OBJECTIF A. Renvoyez à l'identique les lignes des enregistrements, de celle qui contient « Practice step: set one point on each instance of the green » jusqu'à la fin des enregistrements, bornes comprises.

EXTRAIT DU DOCUMENT.

De pair avec une réflexion sur la tessiture conflictuelle des Nuits d'Eté.


Comme je rechigne à présenter des notes d'écoute trop brèves, trop subjectives, avec le risque de la superficialité, je préfère attendre de boucler les différents sujets sur les oeuvres qui sont en préparation. Des choses qu'on trouverait plus difficilement ailleurs.

Aussi, en attendant, je propose cet enregistrement remarquable. Eleanor Steber, dans un récital studio de 1953-1954, interprète parmi des airs baroques les six mélodies des Nuits d'Eté d'Hector Berlioz, composées en 1832 pour voix et piano, mais seulement connues dans leur orchestration de 1856. Berlioz n'étant devenu que tardivement pianiste, et sans jamais atteindre le niveau de la plupart des compositeurs en la matière, son écriture pour piano n'est pas très évidente, très cérébrale, pensée comme pour un orchestre. C'est pourquoi, sans doute, l'orchestration laisse absolument insensible l'origine pianistique de l'oeuvre.




Ce cycle sur des poèmes de Théophile Gautier, très souvent exécuté, peut-être l'oeuvre non dramatique de langue française la plus connue au monde, est la plupart du temps interprété par des voix de soprano large ou de mezzo lyrico-dramatique.
Pourtant, le texte met en scène plutôt un homme[1]. Et il est originellement écrit pour plusieurs types de voix, du moins en théorie.

  1. Villanelle (voix élevée)
  2. Le Spectre de la Rose (voix moyenne)
  3. Sur les lagunes (voix moyenne)
  4. Absence (voix élevée)
  5. Au cimetière (voix élevée)
  6. L'Ile inconnue (voix élevée)

C'est ce qui explique que certains chefs (Gardiner par exemple) aient confié les Nuits d'Eté à plusieurs voix, ce qui a toujours pour risque de briser de façon dommageable l'unité d'ensemble, assez réelle pour ce cycle-ci.

Dans les autres cas, certaines mélodies sont montées ou descendues pour homogénéiser la tessiture, assure-t-on.

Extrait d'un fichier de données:
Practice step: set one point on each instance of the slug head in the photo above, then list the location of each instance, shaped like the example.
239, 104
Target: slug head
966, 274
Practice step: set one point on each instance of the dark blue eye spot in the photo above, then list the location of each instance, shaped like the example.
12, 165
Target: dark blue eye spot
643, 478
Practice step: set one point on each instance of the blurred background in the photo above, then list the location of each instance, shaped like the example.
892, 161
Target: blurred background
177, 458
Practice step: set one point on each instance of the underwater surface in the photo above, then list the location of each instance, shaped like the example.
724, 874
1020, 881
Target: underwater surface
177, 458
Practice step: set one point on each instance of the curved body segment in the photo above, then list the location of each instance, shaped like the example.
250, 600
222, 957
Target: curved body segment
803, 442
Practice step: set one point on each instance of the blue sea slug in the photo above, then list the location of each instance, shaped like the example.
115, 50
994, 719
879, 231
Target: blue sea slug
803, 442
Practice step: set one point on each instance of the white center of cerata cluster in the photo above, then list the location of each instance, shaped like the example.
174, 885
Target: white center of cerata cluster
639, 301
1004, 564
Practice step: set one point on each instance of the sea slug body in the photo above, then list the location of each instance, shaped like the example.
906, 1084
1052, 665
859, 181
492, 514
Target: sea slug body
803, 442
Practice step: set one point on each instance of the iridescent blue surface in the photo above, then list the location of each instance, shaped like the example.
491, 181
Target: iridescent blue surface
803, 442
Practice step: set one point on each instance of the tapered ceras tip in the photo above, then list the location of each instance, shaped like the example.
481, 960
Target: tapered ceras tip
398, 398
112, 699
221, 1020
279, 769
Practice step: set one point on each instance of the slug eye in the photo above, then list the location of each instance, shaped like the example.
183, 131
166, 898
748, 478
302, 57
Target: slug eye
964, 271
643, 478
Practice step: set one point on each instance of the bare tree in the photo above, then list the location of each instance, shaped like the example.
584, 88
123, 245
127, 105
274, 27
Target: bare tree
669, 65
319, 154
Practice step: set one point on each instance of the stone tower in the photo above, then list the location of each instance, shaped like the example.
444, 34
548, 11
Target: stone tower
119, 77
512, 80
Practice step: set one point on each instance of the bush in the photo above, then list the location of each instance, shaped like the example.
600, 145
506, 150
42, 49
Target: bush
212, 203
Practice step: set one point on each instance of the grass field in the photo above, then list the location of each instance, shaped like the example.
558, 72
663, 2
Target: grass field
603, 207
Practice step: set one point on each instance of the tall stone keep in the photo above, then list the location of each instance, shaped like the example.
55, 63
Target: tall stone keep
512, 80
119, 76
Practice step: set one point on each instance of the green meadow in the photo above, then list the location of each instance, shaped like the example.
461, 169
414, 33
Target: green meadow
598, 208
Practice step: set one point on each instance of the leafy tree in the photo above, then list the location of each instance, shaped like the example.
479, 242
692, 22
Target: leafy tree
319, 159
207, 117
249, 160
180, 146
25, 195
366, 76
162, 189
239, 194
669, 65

OBJECTIF B. Recopiez mot pour mot le passage de l'extrait sur les Nuits d'Été de Berlioz allant de « Comme je rechigne » jusqu'à « plus difficilement ailleurs. » inclus.

RÉSULTAT ATTENDU A.
Practice step: set one point on each instance of the green meadow in the photo above, then list the location of each instance, shaped like the example.
461, 169
414, 33
Target: green meadow
598, 208
Practice step: set one point on each instance of the leafy tree in the photo above, then list the location of each instance, shaped like the example.
479, 242
692, 22
Target: leafy tree
319, 159
207, 117
249, 160
180, 146
25, 195
366, 76
162, 189
239, 194
669, 65

RÉSULTAT ATTENDU B.
Comme je rechigne à présenter des notes d'écoute trop brèves, trop subjectives, avec le risque de la superficialité, je préfère attendre de boucler les différents sujets sur les oeuvres qui sont en préparation. Des choses qu'on trouverait plus difficilement ailleurs.